**Exercise aim:** All of the data below needs to be set down once more, exactly as written.

**Record set:**

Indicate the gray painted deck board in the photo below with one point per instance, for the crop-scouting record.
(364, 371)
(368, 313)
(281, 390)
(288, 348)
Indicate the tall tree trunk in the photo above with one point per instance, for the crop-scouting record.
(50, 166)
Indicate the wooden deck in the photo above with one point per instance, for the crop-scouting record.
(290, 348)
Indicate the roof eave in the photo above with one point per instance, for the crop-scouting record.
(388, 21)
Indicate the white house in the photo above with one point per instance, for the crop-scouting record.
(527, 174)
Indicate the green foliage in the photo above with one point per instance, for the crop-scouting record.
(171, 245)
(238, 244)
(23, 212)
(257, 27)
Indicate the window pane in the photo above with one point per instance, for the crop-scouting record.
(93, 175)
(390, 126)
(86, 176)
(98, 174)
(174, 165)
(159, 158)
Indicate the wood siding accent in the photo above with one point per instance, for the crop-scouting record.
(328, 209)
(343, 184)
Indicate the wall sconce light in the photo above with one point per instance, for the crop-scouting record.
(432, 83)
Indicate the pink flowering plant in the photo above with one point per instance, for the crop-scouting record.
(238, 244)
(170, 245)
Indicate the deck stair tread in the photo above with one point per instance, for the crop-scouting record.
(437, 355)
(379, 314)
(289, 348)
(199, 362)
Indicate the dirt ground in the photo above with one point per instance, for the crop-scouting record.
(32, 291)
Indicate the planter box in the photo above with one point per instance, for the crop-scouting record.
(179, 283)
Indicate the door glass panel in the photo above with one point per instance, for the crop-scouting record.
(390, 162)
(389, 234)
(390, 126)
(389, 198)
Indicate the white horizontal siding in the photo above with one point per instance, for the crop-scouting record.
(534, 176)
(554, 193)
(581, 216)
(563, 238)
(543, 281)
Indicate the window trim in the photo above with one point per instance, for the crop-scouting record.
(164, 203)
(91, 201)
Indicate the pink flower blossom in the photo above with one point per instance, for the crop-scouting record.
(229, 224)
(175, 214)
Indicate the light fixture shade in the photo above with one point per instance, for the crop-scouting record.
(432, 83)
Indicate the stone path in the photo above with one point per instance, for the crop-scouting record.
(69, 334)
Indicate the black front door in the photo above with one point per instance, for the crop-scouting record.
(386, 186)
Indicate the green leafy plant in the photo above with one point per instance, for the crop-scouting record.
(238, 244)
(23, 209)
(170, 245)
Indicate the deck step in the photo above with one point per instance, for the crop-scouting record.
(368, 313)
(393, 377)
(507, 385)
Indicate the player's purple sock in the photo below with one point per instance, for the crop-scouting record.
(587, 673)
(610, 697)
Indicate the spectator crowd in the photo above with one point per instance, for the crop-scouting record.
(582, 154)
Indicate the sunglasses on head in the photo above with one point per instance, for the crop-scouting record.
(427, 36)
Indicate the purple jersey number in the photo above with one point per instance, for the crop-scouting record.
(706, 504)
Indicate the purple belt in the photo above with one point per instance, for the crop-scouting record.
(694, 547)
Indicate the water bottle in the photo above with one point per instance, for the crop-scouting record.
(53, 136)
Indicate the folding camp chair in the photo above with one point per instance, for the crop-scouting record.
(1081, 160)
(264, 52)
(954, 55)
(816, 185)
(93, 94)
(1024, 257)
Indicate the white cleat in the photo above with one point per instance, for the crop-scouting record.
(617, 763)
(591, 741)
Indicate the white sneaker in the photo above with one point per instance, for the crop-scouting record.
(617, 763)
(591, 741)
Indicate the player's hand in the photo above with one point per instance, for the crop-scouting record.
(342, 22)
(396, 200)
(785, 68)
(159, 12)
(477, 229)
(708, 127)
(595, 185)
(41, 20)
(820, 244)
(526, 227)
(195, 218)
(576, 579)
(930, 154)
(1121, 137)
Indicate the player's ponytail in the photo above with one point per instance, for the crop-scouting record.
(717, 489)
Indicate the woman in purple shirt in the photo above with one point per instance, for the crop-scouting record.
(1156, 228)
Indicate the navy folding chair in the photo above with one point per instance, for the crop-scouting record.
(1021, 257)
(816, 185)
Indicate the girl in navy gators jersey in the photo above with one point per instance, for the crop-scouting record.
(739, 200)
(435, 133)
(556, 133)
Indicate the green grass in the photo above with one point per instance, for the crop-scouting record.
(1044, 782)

**Answer below:**
Indicate the gray painted deck board in the photo below with one point per instance, for the crop-scouting record.
(364, 371)
(368, 313)
(281, 390)
(288, 348)
Indicate the tall tree trunk in the photo above with one point per instance, for the crop-scouting record.
(50, 166)
Indicate the wooden deck in the photo above with one point per instance, for the crop-scouting record.
(290, 348)
Indicate the roof eave in the photo above with one point per instance, for the crop-scouting record.
(388, 21)
Indicate the white house in the photo above with one point per instance, for the crop-scouting record.
(527, 174)
Indicate the green foliage in the photo above with one point per instance, for the crop-scouting record.
(171, 245)
(238, 244)
(23, 212)
(257, 27)
Indicate the window pane in the photo above with one point per instance, for the crop-scouting record.
(93, 175)
(390, 126)
(86, 176)
(98, 174)
(174, 165)
(159, 158)
Indicate the wood siding accent in the photo above with one point per instance, for the crop-scouting record.
(328, 209)
(343, 184)
Indicate the wall sconce light in the photo above with one point per instance, for the crop-scouting record.
(432, 83)
Indicate the pink flowering plant in the photo above with one point per instance, for the crop-scouting record.
(238, 244)
(170, 245)
Indicate the deck stair tread in the photo above with one point per instance, for the crop-scouting record.
(437, 355)
(379, 314)
(289, 348)
(199, 362)
Indicate the dirt ground in the photo above with one point per instance, for the crop-scouting record.
(32, 291)
Indicate the planter box in the photo above with one point per instance, for the crop-scouting record.
(179, 283)
Indicate the door glass panel in the photo above with one point per instance, for the crop-scouting record.
(390, 162)
(389, 234)
(390, 126)
(389, 198)
Indicate the white horizontal siding in the photo above with one point per instance, for the crop-scouting record.
(534, 176)
(554, 193)
(581, 216)
(563, 238)
(543, 281)
Indicate the window trim in the photo above with one point per instance, for the crop-scouting record.
(164, 203)
(91, 201)
Indicate the pink flower blossom in the photo above with one point per instance, for the crop-scouting record.
(229, 224)
(175, 214)
Indicate the light fixture shade in the photo above with one point per instance, for the crop-scouting record.
(432, 83)
Indicate the stone path in the photo above with one point per instance, for the crop-scouting record.
(69, 334)
Indicate the black front door in the photo above with one point per instance, for the crop-scouting record.
(386, 186)
Indicate the green leafy plant in the photo above with one point per instance, for the crop-scouting record.
(238, 244)
(23, 209)
(170, 245)
Indicate the deck step in the photo above with one point per instance, for the crop-scouting record.
(368, 313)
(393, 377)
(507, 385)
Indicate the player's purple sock in the photo below with one point per instance, for the crop-scouting record.
(587, 673)
(610, 697)
Indicate the spectator crowd in the photo above with one point per instance, for the crop-scouting record.
(582, 154)
Indicate the sunglasses on head in the photo above with one point per instance, for the crop-scouting record.
(427, 36)
Indicate the purple jersey number in the photo above with one point per instance, for the crop-scouting record.
(706, 504)
Indicate the purple belt in the photo above with one point per instance, for the crop-scouting record.
(694, 547)
Indicate the water bottle in the photo above with one point per instance, for the crop-scouting record.
(53, 136)
Indicate the folding camp chair in the photo above with one point per instance, for the crop-scouting record.
(1081, 160)
(264, 52)
(954, 55)
(816, 185)
(93, 94)
(1024, 257)
Indicate the white cleat in the photo above with one point per instance, for the crop-scouting record.
(617, 763)
(591, 741)
Indicate the white sneaker in the photo above with one point per instance, for the crop-scouting record.
(617, 763)
(591, 741)
Indicate the player's hand in the photo above with one point per instance, for the crop-scouting record.
(342, 22)
(396, 200)
(785, 68)
(159, 12)
(477, 229)
(708, 127)
(595, 185)
(41, 20)
(820, 244)
(526, 227)
(195, 218)
(576, 579)
(930, 154)
(1121, 137)
Indicate the player's ponytail in the photo above with one point per instance, for the crop-scouting record.
(717, 489)
Indicate the woman in purple shirt in the photo above with one point per instance, for the crop-scouting record.
(1156, 228)
Indicate the navy folding chair in the photo above with one point per instance, for the crop-scouting record.
(1021, 257)
(816, 185)
Indicate the girl in navy gators jersey in the photo above with one point per instance, for the crop-scouting record.
(739, 200)
(435, 133)
(556, 133)
Indicate the green grass in the photo above with one point per instance, for the crop-scouting record.
(1044, 782)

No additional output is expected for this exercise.